• [RECORDS PROVIDED]:

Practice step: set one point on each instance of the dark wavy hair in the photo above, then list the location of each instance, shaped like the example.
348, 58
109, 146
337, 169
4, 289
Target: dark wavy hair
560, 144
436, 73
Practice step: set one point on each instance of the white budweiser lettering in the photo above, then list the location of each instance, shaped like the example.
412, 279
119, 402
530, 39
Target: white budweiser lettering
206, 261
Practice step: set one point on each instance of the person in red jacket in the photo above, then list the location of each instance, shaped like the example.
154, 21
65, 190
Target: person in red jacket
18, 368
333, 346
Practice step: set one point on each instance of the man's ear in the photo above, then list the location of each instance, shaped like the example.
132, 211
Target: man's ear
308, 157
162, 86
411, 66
---
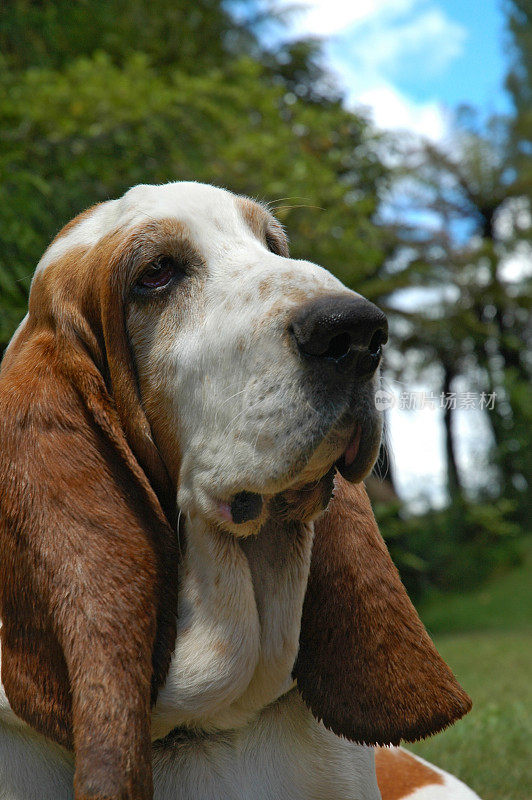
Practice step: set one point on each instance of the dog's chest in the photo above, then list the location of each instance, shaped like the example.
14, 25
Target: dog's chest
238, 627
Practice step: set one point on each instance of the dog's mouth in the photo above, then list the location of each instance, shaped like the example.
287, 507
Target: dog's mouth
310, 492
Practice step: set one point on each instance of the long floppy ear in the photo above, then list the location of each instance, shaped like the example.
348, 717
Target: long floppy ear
---
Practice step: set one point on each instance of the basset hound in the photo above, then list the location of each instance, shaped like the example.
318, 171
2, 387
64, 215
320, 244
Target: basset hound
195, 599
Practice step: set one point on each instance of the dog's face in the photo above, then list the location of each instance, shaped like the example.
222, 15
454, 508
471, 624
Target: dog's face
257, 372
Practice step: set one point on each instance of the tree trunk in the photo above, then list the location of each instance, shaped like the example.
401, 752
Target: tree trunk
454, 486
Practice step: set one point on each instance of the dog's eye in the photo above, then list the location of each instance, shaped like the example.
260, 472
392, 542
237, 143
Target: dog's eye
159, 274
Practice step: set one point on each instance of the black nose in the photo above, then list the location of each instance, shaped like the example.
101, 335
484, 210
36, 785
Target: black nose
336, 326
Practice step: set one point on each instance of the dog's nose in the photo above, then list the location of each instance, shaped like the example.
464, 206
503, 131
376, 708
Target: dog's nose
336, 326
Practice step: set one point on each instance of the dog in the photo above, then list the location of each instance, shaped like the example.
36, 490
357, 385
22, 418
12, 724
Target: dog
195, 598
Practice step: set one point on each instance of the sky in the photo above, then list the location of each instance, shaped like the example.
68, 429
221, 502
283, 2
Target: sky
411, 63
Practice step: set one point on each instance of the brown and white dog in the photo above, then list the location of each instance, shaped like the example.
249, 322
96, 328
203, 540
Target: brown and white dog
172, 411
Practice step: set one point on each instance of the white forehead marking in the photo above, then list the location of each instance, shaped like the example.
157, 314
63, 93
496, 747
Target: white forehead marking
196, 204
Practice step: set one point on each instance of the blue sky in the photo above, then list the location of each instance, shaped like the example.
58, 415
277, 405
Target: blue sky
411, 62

• [TO DO]:
Using the entries shown above, reproduce verbatim the lines from the line bearing "Practice step: set one point on each instance of the long" to the line bearing "Target: long floppy ear", inclusive.

• [EXPECTED ANSWER]:
Practice step: set one point on each instance of the long floppy ear in the photo above, then list the location of each instance, shaped like the example.
348, 717
Target: long floppy ear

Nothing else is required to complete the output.